**Task goal**
Your response should be every line from the entries that includes the string "door".

**Listed records**
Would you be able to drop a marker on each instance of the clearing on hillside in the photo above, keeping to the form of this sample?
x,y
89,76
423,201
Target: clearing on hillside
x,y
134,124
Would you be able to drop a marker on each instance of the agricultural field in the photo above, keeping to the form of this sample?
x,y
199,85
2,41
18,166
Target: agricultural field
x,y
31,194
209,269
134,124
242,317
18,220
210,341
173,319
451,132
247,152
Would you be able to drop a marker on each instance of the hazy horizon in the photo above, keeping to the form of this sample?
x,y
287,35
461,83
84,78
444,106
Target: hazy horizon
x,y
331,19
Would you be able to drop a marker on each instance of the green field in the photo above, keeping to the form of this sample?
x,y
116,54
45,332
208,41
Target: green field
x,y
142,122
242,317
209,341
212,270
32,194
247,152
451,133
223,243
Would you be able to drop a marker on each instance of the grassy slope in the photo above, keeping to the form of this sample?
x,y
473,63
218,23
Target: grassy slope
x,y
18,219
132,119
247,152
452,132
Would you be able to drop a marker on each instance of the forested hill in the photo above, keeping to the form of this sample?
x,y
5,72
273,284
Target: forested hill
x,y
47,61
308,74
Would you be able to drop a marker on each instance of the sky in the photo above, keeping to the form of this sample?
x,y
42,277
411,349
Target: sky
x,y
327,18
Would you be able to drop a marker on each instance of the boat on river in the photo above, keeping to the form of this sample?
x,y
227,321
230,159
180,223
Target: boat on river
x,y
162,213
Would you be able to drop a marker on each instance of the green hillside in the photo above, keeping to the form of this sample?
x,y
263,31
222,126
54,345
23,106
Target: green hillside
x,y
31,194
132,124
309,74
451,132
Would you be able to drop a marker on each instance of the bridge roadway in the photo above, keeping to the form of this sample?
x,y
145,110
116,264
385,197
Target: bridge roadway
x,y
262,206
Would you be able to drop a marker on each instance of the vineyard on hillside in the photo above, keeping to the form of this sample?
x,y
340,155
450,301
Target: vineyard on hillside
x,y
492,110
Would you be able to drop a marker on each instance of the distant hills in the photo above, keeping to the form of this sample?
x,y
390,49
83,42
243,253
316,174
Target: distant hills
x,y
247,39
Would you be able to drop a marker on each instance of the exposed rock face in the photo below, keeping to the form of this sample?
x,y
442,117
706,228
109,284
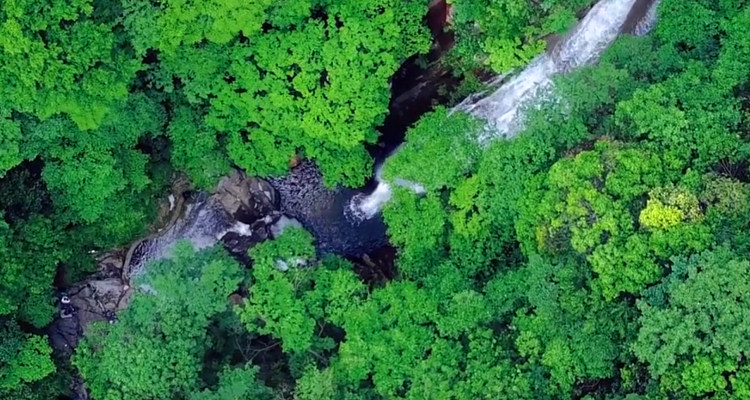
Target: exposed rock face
x,y
98,298
246,199
239,215
321,210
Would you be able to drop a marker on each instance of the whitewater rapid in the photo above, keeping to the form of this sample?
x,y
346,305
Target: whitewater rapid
x,y
502,109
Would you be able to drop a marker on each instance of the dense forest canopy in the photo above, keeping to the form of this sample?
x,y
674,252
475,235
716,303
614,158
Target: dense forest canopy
x,y
602,254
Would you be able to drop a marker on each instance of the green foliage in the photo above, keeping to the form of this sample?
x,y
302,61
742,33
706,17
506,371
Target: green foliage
x,y
238,383
423,157
315,81
418,225
155,349
58,57
23,358
692,332
507,34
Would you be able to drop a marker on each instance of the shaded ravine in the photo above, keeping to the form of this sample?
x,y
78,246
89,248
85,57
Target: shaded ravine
x,y
502,109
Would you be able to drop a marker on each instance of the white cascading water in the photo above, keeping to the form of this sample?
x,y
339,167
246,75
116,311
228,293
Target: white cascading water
x,y
501,109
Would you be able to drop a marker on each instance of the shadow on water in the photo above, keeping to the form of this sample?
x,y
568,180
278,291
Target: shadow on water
x,y
416,88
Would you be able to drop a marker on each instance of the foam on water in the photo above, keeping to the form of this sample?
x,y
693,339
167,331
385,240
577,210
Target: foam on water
x,y
502,109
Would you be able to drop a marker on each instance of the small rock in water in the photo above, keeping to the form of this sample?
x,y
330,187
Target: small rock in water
x,y
284,222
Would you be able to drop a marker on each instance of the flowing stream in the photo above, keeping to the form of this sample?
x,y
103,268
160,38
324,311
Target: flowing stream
x,y
502,109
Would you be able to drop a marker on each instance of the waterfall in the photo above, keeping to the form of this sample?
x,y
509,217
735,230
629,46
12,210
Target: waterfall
x,y
502,108
588,40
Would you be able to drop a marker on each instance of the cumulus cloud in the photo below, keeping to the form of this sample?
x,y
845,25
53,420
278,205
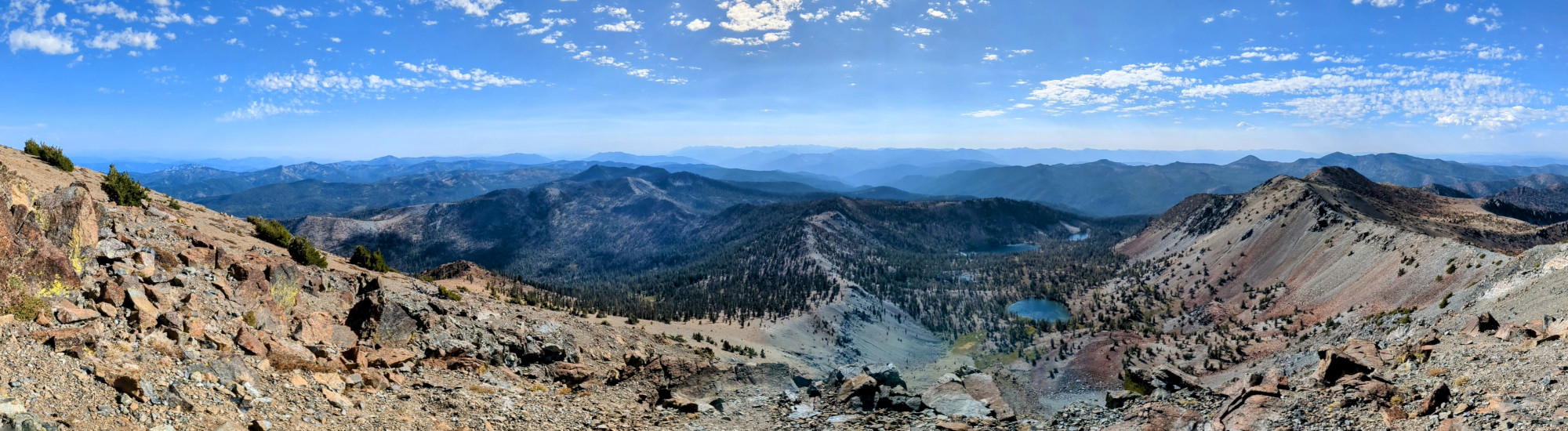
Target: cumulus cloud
x,y
1081,90
111,9
512,20
766,16
766,38
985,114
43,42
129,38
1293,85
620,27
470,7
260,110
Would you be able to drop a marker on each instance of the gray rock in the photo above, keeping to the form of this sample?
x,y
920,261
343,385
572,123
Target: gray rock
x,y
951,399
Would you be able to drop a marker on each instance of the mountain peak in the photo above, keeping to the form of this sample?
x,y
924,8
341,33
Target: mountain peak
x,y
608,173
1337,176
1249,161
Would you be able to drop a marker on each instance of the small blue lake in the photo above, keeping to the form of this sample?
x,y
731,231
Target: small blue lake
x,y
1040,311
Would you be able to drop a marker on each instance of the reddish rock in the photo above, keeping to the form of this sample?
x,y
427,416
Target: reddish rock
x,y
573,374
198,258
250,342
1434,400
68,313
112,294
1395,415
147,314
390,358
321,328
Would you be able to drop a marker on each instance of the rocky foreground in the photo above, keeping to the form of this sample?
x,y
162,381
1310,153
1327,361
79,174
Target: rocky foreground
x,y
173,317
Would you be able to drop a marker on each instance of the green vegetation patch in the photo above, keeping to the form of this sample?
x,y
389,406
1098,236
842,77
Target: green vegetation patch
x,y
49,154
123,189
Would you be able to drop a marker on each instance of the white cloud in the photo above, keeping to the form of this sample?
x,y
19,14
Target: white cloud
x,y
470,7
766,38
114,42
617,13
1324,57
111,9
43,42
1381,4
260,110
1078,90
512,20
819,15
766,16
620,27
1293,85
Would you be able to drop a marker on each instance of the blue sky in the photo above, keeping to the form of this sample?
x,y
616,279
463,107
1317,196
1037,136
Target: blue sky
x,y
454,78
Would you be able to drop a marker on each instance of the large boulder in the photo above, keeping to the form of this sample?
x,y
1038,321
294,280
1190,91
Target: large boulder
x,y
382,321
322,330
982,388
951,399
1335,364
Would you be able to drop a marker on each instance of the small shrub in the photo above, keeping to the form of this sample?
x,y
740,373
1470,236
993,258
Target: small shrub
x,y
272,231
305,253
123,189
449,294
365,258
49,154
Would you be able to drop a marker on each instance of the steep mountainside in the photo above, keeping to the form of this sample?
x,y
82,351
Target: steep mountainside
x,y
1537,206
662,245
1494,187
178,319
339,198
1312,248
1114,189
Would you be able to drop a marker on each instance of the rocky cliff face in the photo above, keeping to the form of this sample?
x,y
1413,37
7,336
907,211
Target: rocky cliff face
x,y
153,317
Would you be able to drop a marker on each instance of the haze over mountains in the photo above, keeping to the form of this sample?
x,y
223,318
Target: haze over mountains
x,y
1097,189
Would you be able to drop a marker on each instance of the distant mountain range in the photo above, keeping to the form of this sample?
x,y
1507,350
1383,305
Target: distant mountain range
x,y
1097,189
1117,189
662,244
600,220
344,198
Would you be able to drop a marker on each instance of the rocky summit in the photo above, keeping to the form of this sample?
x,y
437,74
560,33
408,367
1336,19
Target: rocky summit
x,y
1301,305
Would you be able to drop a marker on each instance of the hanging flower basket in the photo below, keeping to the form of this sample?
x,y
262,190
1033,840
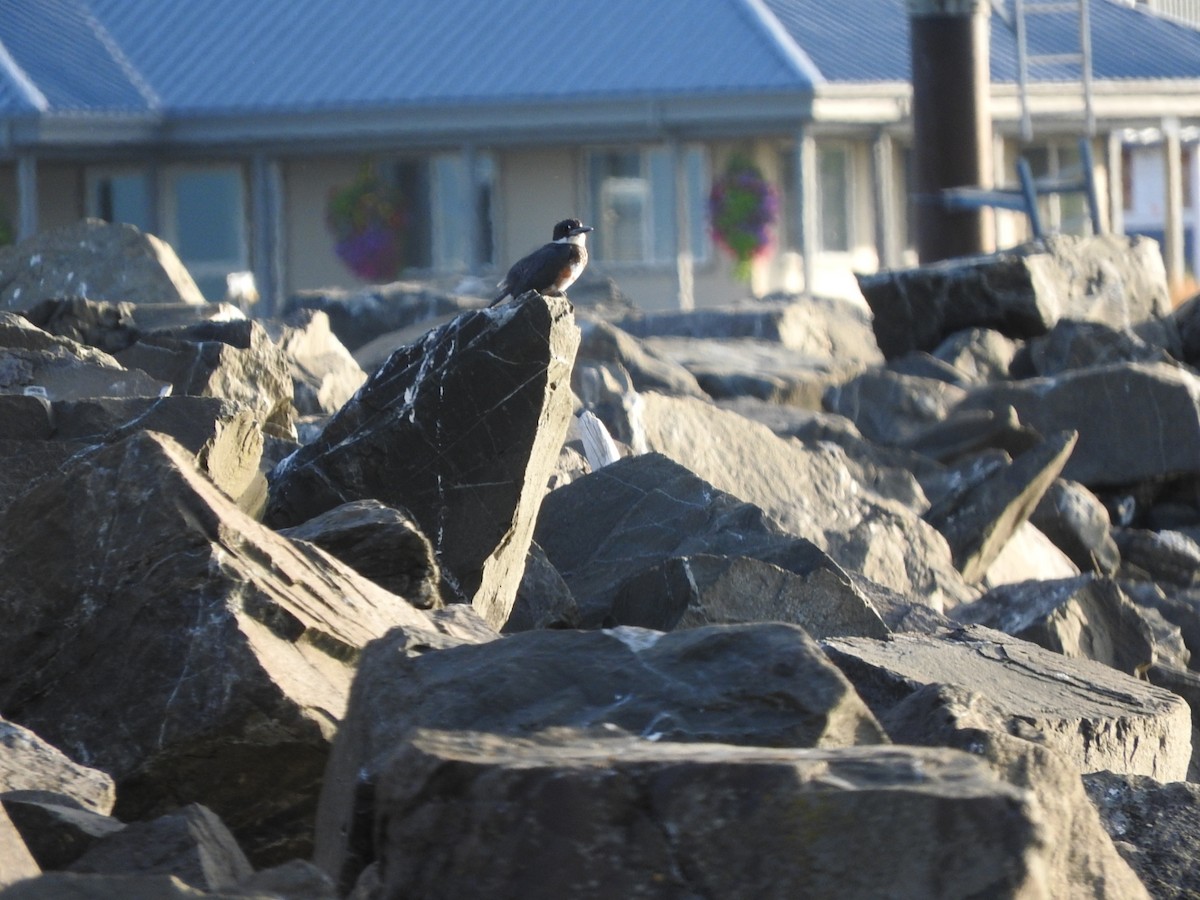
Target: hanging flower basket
x,y
367,219
743,208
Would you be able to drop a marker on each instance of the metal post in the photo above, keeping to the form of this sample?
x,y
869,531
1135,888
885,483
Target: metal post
x,y
952,123
27,196
1173,226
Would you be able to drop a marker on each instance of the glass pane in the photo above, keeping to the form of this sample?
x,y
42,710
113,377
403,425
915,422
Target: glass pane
x,y
209,216
124,198
834,187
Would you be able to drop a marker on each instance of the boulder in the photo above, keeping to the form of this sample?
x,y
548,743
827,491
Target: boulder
x,y
381,544
54,831
981,517
219,654
462,430
1096,717
1078,523
756,684
1080,618
1135,421
192,844
1080,857
1156,827
1020,292
324,375
811,491
97,261
480,814
643,541
29,763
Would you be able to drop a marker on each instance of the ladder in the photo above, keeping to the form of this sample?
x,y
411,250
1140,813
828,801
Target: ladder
x,y
1050,13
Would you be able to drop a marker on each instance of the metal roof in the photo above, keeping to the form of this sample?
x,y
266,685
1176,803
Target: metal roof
x,y
294,55
863,41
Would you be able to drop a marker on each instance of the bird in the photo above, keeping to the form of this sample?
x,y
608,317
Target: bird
x,y
552,268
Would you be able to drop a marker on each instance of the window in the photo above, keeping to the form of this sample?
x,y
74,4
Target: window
x,y
205,222
444,207
833,197
633,201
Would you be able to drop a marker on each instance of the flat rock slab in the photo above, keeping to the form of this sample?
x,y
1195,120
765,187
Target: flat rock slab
x,y
469,814
1135,420
462,430
1097,717
754,684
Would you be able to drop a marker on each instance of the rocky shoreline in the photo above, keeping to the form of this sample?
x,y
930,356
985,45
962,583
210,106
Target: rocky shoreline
x,y
397,597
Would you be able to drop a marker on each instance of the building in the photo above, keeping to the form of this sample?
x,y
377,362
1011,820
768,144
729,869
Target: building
x,y
223,127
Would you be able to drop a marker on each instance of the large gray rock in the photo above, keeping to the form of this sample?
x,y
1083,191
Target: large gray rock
x,y
29,763
646,543
1156,827
1096,717
811,491
757,684
1020,292
219,654
477,814
1081,861
981,517
1081,618
1135,421
462,430
191,844
96,261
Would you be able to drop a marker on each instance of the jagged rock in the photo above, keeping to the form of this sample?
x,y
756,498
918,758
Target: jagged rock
x,y
893,408
1168,556
192,844
1029,556
462,430
55,834
1081,618
603,343
469,813
379,543
646,543
234,361
219,653
16,862
1081,345
979,354
543,600
97,261
324,375
750,367
981,517
29,763
1135,421
1080,857
1095,715
815,327
811,491
1156,827
1078,523
363,316
755,684
1019,292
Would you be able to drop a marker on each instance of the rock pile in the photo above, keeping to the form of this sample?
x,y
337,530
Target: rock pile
x,y
779,600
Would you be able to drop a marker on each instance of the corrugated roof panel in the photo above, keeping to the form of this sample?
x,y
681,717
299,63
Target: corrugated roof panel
x,y
868,41
65,53
312,54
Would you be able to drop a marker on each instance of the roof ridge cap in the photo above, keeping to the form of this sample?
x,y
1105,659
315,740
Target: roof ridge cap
x,y
21,78
792,53
114,49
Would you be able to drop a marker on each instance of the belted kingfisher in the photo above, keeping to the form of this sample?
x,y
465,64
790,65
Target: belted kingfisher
x,y
552,268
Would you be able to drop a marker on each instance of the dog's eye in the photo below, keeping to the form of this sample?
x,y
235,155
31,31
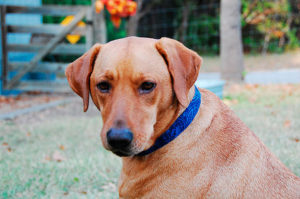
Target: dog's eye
x,y
147,87
104,87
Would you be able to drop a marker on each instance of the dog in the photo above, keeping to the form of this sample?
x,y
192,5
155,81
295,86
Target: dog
x,y
143,88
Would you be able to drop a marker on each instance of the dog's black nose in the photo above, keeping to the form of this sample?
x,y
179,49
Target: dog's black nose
x,y
119,138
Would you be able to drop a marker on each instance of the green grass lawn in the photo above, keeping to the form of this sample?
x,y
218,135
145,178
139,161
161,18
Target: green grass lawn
x,y
61,156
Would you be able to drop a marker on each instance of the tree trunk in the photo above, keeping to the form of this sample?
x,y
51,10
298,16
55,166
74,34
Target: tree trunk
x,y
184,22
232,65
99,26
134,20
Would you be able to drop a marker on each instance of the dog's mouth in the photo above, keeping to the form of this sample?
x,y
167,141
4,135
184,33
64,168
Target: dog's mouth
x,y
122,153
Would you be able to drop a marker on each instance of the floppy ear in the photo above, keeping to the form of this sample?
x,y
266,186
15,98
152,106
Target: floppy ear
x,y
183,65
78,74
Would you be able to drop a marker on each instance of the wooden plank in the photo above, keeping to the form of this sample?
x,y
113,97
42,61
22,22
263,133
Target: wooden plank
x,y
48,48
3,45
44,29
47,10
45,86
59,49
43,67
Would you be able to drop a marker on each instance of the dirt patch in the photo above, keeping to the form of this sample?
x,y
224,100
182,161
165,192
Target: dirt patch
x,y
26,100
258,62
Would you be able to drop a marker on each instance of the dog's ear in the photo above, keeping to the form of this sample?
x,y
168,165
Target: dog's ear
x,y
183,65
78,74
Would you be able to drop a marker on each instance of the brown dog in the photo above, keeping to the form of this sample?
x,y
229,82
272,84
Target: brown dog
x,y
141,86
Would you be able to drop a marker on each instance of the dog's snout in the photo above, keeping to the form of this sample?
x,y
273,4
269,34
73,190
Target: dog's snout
x,y
119,138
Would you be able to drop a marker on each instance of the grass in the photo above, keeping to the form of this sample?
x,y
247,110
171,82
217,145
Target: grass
x,y
62,156
56,159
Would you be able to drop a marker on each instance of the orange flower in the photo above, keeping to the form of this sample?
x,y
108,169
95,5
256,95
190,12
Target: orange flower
x,y
116,21
99,6
117,9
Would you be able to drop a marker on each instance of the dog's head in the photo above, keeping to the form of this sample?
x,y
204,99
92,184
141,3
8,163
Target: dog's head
x,y
136,83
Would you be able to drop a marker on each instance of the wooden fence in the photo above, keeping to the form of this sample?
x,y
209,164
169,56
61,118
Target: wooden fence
x,y
54,46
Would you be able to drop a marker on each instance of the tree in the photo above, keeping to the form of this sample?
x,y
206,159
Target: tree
x,y
231,41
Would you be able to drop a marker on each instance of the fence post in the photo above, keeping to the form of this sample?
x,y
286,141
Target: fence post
x,y
232,65
99,25
3,52
89,36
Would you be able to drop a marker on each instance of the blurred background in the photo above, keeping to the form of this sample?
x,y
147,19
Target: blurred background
x,y
49,148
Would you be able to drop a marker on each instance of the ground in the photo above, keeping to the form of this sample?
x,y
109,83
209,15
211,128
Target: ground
x,y
57,153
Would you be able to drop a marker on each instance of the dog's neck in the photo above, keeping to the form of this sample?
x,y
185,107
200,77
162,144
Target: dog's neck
x,y
167,117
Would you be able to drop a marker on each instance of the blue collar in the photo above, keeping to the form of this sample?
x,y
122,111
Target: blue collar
x,y
180,124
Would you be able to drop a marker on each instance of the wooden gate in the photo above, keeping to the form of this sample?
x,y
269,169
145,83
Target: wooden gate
x,y
53,46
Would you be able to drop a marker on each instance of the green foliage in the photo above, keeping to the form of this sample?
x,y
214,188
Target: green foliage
x,y
270,25
203,34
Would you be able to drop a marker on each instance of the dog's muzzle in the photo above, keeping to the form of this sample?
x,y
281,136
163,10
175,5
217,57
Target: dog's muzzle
x,y
119,140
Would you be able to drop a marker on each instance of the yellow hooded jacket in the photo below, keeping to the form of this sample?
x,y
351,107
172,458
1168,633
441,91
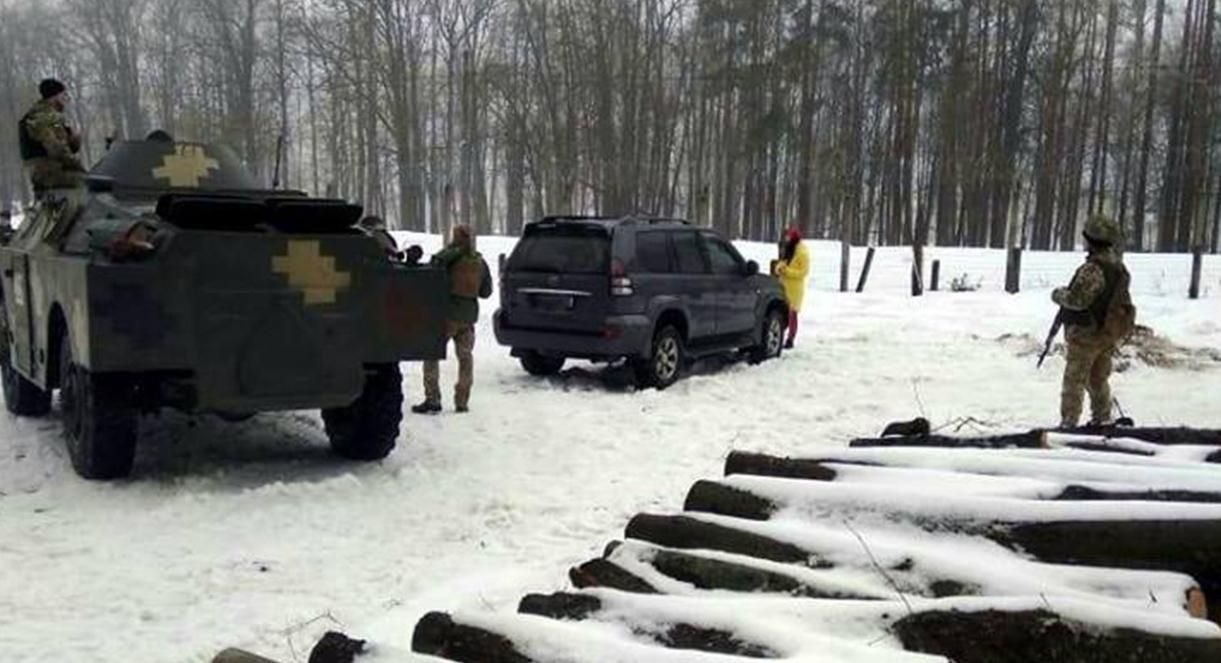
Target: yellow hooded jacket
x,y
793,276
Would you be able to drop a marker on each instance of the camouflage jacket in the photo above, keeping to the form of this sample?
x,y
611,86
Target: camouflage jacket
x,y
47,128
463,309
1088,283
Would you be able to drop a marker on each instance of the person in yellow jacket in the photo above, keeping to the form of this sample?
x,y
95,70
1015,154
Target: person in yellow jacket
x,y
791,270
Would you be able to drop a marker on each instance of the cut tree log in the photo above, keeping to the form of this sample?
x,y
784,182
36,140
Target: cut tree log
x,y
993,636
677,531
716,573
239,656
817,470
601,573
674,636
437,634
1062,465
1032,440
1156,435
1191,546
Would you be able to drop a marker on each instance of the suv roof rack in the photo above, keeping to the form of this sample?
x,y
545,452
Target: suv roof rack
x,y
612,220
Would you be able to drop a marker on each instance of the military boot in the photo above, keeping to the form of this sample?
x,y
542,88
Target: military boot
x,y
427,407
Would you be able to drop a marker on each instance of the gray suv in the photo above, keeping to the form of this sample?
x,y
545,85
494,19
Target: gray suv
x,y
655,291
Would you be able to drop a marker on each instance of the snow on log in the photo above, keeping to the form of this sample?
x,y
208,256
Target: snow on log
x,y
995,636
1134,535
678,531
739,628
672,635
437,634
689,573
1032,440
239,656
963,482
1057,465
906,561
601,573
1155,435
1187,453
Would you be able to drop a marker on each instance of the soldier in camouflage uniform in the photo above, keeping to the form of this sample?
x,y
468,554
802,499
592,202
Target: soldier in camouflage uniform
x,y
48,143
1092,327
469,281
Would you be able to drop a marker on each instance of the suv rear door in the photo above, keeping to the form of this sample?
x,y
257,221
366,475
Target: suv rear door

**Written answer**
Would you be able to drop a marker on each instance of the suv rear door in the photo above, keeping to the form of this sample?
Target: suv rear door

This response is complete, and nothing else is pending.